Segment Start: SOURCE DATA

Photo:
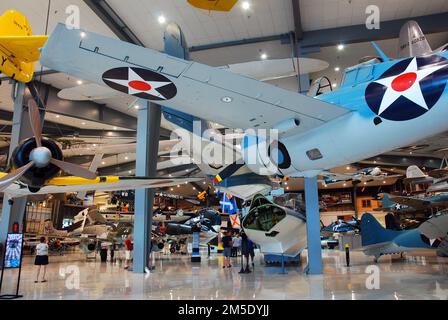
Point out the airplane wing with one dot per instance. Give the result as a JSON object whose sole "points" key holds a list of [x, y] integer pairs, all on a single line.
{"points": [[409, 201], [438, 173], [104, 183], [263, 70], [200, 90]]}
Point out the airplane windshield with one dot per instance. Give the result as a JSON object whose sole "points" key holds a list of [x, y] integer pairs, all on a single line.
{"points": [[264, 217]]}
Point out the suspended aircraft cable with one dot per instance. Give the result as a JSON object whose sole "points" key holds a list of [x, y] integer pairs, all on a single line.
{"points": [[47, 20]]}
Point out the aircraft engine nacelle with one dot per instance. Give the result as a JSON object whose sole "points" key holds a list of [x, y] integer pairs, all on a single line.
{"points": [[265, 157], [24, 73], [36, 176]]}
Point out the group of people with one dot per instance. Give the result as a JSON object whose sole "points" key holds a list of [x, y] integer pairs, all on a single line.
{"points": [[232, 246]]}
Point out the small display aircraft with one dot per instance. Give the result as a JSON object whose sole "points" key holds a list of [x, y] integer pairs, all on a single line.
{"points": [[363, 175], [276, 229], [37, 161]]}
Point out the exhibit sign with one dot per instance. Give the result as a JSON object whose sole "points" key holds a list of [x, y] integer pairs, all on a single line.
{"points": [[13, 251]]}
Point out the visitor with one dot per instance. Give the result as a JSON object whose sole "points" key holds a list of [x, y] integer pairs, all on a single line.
{"points": [[128, 253], [237, 244], [227, 244], [41, 259]]}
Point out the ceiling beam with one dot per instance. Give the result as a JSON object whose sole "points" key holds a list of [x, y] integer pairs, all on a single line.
{"points": [[297, 19], [359, 33], [108, 15], [284, 37]]}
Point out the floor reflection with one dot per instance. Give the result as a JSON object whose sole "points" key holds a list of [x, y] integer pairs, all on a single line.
{"points": [[417, 276]]}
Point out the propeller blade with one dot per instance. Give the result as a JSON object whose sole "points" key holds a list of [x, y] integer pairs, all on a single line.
{"points": [[74, 169], [10, 178], [227, 172], [36, 124]]}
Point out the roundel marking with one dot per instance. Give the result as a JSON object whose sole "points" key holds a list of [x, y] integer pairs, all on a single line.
{"points": [[408, 89], [142, 83]]}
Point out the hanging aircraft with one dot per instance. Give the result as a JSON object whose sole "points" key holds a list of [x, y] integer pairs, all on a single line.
{"points": [[363, 175], [377, 98], [422, 202], [276, 229], [37, 161], [378, 241], [19, 48]]}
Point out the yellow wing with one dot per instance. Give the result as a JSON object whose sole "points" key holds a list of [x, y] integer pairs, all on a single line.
{"points": [[19, 49], [103, 183], [22, 48]]}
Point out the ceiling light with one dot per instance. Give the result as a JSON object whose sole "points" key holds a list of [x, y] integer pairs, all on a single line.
{"points": [[161, 19], [226, 99]]}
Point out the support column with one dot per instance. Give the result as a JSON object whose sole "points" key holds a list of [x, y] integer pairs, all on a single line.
{"points": [[313, 227], [148, 130], [13, 211], [355, 198]]}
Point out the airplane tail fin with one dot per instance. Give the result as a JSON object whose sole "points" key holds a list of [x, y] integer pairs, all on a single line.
{"points": [[373, 232], [19, 49], [412, 41], [386, 202], [413, 172]]}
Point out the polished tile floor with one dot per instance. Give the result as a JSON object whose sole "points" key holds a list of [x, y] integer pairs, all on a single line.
{"points": [[418, 276]]}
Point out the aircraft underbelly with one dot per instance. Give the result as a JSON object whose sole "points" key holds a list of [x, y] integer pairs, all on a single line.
{"points": [[354, 136], [290, 240]]}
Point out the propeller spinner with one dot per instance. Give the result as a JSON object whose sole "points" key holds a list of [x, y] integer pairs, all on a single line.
{"points": [[41, 157]]}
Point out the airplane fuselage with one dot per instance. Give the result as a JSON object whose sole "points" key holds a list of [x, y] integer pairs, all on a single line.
{"points": [[363, 133]]}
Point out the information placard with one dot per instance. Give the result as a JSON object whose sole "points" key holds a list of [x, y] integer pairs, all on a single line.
{"points": [[13, 253]]}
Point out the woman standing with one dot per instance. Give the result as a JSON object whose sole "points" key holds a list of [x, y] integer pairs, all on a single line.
{"points": [[41, 259]]}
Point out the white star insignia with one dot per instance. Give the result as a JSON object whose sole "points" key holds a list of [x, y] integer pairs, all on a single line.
{"points": [[408, 85], [137, 84]]}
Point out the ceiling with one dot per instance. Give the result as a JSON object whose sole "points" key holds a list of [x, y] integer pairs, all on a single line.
{"points": [[264, 18]]}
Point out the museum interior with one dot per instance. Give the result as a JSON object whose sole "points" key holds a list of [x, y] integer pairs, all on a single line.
{"points": [[220, 150]]}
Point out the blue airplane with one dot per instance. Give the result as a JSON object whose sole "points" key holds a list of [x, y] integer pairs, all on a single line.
{"points": [[380, 105], [378, 241]]}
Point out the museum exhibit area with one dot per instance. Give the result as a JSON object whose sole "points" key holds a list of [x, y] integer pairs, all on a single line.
{"points": [[241, 150]]}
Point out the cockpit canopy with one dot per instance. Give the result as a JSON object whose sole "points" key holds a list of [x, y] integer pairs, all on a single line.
{"points": [[360, 73]]}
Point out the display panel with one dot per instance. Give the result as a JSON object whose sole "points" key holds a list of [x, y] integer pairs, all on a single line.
{"points": [[13, 253]]}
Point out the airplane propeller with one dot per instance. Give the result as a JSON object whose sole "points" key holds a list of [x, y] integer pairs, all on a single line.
{"points": [[41, 156]]}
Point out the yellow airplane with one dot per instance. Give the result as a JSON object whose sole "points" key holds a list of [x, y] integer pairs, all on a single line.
{"points": [[19, 49], [37, 161]]}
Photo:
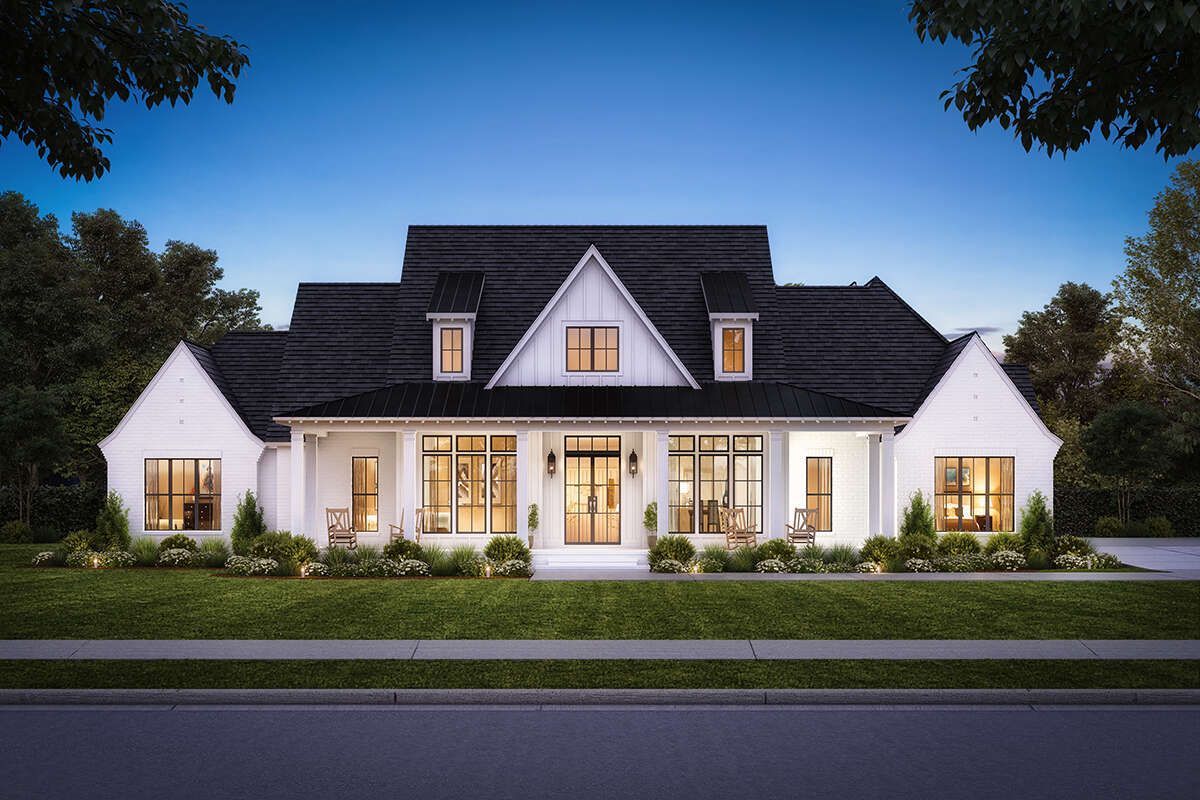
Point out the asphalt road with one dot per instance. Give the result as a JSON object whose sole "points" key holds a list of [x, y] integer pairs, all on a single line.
{"points": [[599, 752]]}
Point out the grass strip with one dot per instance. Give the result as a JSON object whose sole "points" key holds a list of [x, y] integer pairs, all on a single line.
{"points": [[599, 674]]}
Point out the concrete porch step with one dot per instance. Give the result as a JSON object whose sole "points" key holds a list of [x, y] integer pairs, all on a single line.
{"points": [[589, 557]]}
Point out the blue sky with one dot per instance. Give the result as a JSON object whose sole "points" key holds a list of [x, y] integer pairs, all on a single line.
{"points": [[823, 124]]}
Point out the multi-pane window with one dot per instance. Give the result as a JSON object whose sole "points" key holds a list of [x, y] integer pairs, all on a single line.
{"points": [[733, 349], [593, 349], [973, 493], [183, 494], [437, 482], [682, 483], [713, 471], [451, 349], [504, 485], [819, 495], [466, 482], [365, 492]]}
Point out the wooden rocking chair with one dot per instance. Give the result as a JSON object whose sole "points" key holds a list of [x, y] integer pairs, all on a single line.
{"points": [[802, 530], [737, 531], [341, 531]]}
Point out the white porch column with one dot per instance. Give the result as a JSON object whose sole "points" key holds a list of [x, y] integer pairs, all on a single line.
{"points": [[888, 483], [299, 499], [522, 483], [873, 485], [777, 485], [408, 481], [661, 462]]}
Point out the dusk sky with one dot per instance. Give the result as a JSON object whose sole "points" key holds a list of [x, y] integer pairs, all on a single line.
{"points": [[822, 124]]}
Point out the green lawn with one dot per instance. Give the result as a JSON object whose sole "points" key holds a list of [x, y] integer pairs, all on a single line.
{"points": [[600, 674], [196, 603]]}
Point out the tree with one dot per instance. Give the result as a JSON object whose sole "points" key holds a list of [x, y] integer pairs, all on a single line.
{"points": [[63, 62], [1129, 445], [1159, 296], [1063, 346], [1056, 71]]}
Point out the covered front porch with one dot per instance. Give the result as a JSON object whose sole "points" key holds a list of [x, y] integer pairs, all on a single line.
{"points": [[591, 483]]}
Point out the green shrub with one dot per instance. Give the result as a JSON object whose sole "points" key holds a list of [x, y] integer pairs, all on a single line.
{"points": [[113, 524], [499, 549], [214, 553], [1038, 559], [438, 560], [1073, 546], [959, 543], [402, 549], [1002, 541], [145, 551], [281, 546], [675, 547], [247, 523], [81, 540], [467, 560], [843, 555], [743, 559], [777, 548], [1037, 524], [16, 533], [714, 558], [879, 549], [1159, 527], [179, 542]]}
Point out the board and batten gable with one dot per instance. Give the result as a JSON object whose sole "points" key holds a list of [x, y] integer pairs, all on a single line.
{"points": [[592, 295], [976, 410], [181, 414]]}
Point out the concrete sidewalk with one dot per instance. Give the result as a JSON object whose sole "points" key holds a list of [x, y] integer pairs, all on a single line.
{"points": [[595, 649]]}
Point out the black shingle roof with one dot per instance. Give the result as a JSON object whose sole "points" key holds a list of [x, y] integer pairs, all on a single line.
{"points": [[727, 293], [456, 293], [856, 350], [459, 400]]}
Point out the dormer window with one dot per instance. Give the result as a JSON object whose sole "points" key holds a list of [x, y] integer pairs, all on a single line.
{"points": [[733, 349], [731, 314], [451, 350], [453, 308]]}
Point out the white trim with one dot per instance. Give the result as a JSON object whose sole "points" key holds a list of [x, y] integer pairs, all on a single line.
{"points": [[977, 342], [159, 376], [592, 252]]}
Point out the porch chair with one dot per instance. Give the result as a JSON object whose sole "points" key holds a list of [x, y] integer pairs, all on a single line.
{"points": [[341, 531], [802, 530], [396, 530], [737, 531]]}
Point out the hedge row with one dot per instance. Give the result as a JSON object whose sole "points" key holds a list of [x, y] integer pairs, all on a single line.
{"points": [[1077, 509], [58, 510]]}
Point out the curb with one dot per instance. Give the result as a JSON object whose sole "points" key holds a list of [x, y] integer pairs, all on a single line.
{"points": [[540, 697]]}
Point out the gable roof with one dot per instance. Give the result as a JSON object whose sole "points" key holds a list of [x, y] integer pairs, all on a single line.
{"points": [[862, 344]]}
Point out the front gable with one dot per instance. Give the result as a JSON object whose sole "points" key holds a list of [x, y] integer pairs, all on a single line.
{"points": [[592, 295]]}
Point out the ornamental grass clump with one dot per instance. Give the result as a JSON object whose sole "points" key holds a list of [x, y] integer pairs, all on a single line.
{"points": [[671, 547]]}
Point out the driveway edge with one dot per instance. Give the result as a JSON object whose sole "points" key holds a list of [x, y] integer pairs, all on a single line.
{"points": [[540, 697]]}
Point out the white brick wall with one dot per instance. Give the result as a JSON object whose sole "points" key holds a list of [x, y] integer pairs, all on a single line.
{"points": [[180, 415], [976, 411]]}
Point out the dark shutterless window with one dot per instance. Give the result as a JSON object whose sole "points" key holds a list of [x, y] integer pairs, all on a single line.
{"points": [[183, 494], [820, 491], [593, 349]]}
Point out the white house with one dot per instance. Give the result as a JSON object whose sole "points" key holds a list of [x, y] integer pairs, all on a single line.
{"points": [[588, 371]]}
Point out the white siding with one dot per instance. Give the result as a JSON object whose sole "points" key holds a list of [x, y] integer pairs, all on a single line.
{"points": [[976, 411], [181, 415], [592, 299]]}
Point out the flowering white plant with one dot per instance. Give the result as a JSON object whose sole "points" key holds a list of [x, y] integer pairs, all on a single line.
{"points": [[1008, 560]]}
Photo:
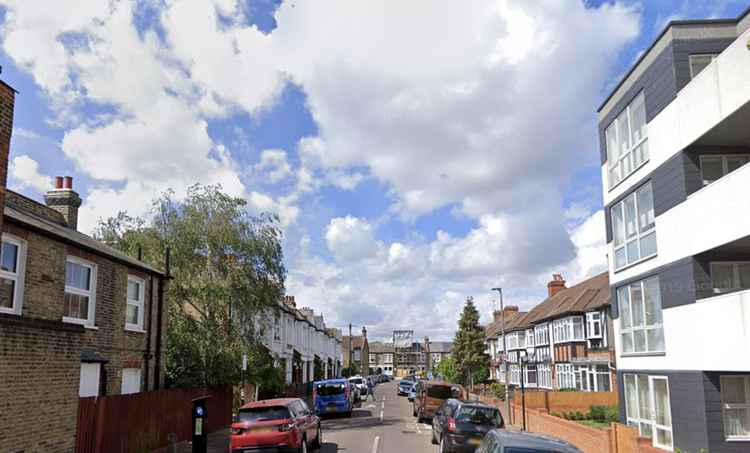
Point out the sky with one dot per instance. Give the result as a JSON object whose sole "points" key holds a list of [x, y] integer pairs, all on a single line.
{"points": [[417, 153]]}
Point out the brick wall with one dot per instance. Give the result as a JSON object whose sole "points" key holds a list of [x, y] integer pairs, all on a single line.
{"points": [[40, 356]]}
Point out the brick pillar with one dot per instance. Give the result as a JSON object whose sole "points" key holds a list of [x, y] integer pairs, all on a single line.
{"points": [[7, 104]]}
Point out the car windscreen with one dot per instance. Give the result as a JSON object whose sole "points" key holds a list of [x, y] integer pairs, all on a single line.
{"points": [[263, 414], [330, 389], [479, 415], [442, 392]]}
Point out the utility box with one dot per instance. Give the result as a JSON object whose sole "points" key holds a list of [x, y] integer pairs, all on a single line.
{"points": [[200, 419]]}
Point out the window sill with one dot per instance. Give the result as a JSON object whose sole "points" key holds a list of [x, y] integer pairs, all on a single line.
{"points": [[635, 263]]}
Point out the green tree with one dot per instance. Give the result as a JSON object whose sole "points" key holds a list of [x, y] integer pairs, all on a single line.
{"points": [[468, 344], [228, 277], [448, 369]]}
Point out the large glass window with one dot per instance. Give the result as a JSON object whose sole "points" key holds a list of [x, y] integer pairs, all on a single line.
{"points": [[627, 141], [714, 167], [11, 275], [634, 227], [79, 300], [641, 327], [647, 407], [735, 400]]}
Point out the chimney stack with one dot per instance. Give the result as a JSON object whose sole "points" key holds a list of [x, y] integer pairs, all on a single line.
{"points": [[556, 285], [64, 200]]}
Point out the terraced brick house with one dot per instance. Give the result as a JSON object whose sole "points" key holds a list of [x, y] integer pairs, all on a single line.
{"points": [[675, 147]]}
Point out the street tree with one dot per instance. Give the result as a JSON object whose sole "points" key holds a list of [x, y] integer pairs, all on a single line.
{"points": [[468, 344], [228, 277]]}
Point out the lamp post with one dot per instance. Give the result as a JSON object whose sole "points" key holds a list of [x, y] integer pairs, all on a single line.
{"points": [[505, 352]]}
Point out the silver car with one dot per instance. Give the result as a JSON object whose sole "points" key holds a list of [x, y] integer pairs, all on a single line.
{"points": [[502, 441]]}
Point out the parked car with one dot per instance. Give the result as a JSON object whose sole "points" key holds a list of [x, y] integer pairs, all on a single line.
{"points": [[404, 387], [501, 441], [359, 381], [333, 396], [460, 426], [432, 395], [280, 424]]}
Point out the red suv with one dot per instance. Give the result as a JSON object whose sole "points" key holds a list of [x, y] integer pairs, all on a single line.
{"points": [[280, 425]]}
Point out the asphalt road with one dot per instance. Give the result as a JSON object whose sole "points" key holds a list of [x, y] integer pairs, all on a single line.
{"points": [[385, 425]]}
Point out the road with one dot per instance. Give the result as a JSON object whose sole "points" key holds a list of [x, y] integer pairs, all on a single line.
{"points": [[385, 425]]}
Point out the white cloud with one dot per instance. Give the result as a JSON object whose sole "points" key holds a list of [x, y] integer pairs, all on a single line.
{"points": [[24, 171]]}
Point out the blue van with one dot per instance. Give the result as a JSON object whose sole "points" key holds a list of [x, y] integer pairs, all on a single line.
{"points": [[332, 397]]}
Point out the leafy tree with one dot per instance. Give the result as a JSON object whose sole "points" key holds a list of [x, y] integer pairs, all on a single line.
{"points": [[448, 369], [468, 344], [227, 273]]}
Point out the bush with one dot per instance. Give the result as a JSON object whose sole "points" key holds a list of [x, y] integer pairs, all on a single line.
{"points": [[498, 390]]}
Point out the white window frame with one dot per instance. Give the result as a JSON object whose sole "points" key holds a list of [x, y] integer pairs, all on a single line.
{"points": [[650, 418], [639, 235], [691, 57], [645, 327], [735, 276], [18, 277], [735, 406], [724, 164], [91, 293], [615, 158], [141, 304]]}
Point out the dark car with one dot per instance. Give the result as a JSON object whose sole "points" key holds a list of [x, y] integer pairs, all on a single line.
{"points": [[284, 424], [333, 396], [460, 426], [501, 441]]}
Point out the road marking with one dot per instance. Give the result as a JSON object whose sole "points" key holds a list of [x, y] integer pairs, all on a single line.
{"points": [[375, 444]]}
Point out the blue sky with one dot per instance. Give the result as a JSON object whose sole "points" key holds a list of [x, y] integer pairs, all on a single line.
{"points": [[415, 155]]}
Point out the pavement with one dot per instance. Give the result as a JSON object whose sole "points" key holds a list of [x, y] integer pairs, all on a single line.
{"points": [[385, 425]]}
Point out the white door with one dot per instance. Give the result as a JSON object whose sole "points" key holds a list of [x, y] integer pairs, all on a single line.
{"points": [[89, 381], [131, 380]]}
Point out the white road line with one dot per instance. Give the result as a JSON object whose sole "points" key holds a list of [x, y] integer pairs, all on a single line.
{"points": [[375, 444]]}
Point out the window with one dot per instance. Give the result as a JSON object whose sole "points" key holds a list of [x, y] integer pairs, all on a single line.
{"points": [[135, 304], [80, 290], [88, 384], [627, 141], [730, 276], [12, 262], [634, 227], [640, 317], [735, 401], [594, 325], [715, 167], [131, 380], [699, 62], [647, 407]]}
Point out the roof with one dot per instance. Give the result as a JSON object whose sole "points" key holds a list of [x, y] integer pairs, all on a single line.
{"points": [[661, 35], [266, 403], [525, 439], [65, 234]]}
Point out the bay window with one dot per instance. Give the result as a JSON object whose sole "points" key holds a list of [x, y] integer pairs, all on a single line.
{"points": [[80, 291], [627, 141], [730, 276], [12, 263], [641, 329], [735, 401], [647, 407], [634, 227], [714, 167]]}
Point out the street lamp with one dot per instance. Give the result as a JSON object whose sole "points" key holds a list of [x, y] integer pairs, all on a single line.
{"points": [[505, 351]]}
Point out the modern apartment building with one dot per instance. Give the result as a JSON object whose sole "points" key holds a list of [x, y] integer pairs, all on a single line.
{"points": [[675, 146], [565, 341]]}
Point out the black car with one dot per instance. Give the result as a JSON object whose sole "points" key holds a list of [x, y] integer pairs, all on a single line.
{"points": [[460, 426]]}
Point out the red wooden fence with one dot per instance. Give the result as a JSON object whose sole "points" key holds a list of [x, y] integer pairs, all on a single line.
{"points": [[141, 422]]}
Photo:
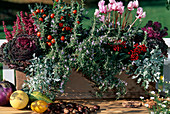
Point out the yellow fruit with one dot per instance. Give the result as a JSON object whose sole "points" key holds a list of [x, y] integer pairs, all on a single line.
{"points": [[19, 99], [39, 106]]}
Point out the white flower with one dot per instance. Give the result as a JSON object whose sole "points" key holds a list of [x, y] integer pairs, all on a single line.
{"points": [[146, 105], [152, 92], [141, 97]]}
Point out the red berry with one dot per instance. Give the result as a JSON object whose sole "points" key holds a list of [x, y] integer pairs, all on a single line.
{"points": [[52, 15], [49, 37], [49, 43], [42, 11], [38, 11], [75, 11], [62, 38], [61, 24], [38, 34], [53, 41]]}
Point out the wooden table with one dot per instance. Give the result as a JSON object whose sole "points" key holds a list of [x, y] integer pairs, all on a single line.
{"points": [[107, 107]]}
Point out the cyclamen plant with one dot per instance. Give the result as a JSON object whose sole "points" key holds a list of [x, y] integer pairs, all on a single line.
{"points": [[22, 42]]}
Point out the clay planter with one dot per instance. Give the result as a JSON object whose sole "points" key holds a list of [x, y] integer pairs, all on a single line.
{"points": [[78, 87]]}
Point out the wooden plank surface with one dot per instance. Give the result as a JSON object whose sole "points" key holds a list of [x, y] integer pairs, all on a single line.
{"points": [[107, 107]]}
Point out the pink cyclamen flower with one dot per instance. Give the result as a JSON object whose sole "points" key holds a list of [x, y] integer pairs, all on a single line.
{"points": [[101, 3], [121, 10], [112, 1], [110, 7], [140, 13], [135, 4], [130, 6], [102, 18], [114, 6], [118, 6], [96, 13], [103, 9], [139, 10]]}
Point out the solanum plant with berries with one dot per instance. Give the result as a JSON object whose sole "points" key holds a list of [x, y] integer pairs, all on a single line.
{"points": [[115, 46], [59, 33], [21, 42]]}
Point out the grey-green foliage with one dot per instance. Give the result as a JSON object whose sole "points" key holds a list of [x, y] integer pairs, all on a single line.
{"points": [[149, 69], [47, 76]]}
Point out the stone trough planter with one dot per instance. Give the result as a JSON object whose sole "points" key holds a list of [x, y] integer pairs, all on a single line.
{"points": [[78, 87]]}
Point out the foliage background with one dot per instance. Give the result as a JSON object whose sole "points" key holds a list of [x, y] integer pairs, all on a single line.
{"points": [[155, 9]]}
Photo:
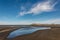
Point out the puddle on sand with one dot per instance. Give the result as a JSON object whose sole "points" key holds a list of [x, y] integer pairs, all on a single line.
{"points": [[27, 30]]}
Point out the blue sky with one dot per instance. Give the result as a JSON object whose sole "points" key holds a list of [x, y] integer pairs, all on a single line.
{"points": [[29, 11]]}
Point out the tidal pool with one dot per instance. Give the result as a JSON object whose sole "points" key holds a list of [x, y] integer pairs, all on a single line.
{"points": [[25, 30]]}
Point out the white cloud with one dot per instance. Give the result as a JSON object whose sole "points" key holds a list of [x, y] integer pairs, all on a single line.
{"points": [[37, 8], [50, 21]]}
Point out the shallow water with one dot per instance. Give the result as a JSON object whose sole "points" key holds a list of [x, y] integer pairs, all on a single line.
{"points": [[25, 30]]}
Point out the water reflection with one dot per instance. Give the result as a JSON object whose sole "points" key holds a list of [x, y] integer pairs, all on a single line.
{"points": [[25, 30]]}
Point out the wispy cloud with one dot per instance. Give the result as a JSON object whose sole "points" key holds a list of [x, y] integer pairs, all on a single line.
{"points": [[38, 8]]}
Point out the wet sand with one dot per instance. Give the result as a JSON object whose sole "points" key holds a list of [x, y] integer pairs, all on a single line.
{"points": [[51, 34]]}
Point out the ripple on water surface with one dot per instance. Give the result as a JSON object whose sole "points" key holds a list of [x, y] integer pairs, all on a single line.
{"points": [[26, 30]]}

Segment End: SOURCE DATA

From the line containing "Point out the shallow" down to the last line of the records, transcribe every line exactly and add nothing else.

| REPLY TO THE TASK |
Point out the shallow water with one dot per instance. Give the result as a JSON object whose sole "points" key holds a list of [x, y] integer pairs, all on a single line.
{"points": [[25, 30]]}
Point out the water reflection with one dot per instance. Give the result as a JSON object whose sole "points" key holds a list of [x, y] integer pairs, all on a single line.
{"points": [[25, 30]]}
Point out the wispy cloud with one dot per instance. Give the result as a JSON object whose sole "points" key holds a list of [x, y] integer pairs, all on a single line.
{"points": [[38, 8]]}
Point out the wet sand with one dot per instance. Give the result as a JSON object whose sole "points" key holds a list of [x, y] integer pairs, all on a single line.
{"points": [[51, 34]]}
Point out the ripple on water surface with one dot per instance. Give the result as a JSON object whose sole "points" key holds a list of [x, y] integer pairs, all on a single line.
{"points": [[26, 30]]}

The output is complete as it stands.